begin SUPPLIED RECORDS
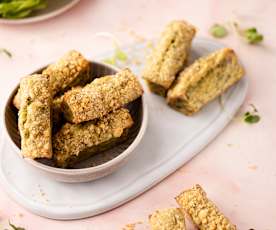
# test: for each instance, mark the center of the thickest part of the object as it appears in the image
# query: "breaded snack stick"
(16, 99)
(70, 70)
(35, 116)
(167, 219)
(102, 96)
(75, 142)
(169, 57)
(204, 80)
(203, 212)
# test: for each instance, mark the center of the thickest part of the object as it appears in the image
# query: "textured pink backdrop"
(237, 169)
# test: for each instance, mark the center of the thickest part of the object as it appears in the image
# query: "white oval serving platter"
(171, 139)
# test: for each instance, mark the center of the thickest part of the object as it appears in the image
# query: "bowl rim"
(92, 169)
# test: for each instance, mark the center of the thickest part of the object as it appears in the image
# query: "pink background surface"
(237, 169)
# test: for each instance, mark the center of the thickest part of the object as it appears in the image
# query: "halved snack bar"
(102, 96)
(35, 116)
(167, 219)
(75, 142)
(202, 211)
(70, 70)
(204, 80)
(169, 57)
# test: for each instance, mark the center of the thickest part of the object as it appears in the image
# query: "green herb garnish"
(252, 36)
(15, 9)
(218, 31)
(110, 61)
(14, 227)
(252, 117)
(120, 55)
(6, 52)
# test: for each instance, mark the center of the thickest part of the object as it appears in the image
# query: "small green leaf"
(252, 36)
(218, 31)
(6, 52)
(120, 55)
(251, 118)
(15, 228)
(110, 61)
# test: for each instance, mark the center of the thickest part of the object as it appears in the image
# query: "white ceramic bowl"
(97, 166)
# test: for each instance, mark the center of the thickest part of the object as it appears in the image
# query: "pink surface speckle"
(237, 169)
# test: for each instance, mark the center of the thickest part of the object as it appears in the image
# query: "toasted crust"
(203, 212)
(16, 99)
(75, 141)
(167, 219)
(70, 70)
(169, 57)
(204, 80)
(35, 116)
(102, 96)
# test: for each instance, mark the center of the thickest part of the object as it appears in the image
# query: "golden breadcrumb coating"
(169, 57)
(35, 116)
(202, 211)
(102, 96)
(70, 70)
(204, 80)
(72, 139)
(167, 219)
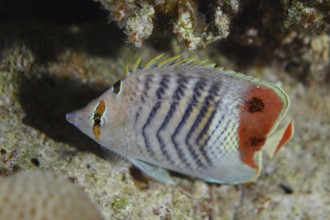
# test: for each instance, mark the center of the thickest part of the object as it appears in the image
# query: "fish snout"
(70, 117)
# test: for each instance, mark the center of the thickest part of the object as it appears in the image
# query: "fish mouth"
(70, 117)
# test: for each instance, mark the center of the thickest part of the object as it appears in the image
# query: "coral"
end SUPPLIED RECORDS
## WHAT YOU SHOULD DO
How many lines in the records above contain the string "snack"? Reply with the number alone.

## FINISHED ANSWER
2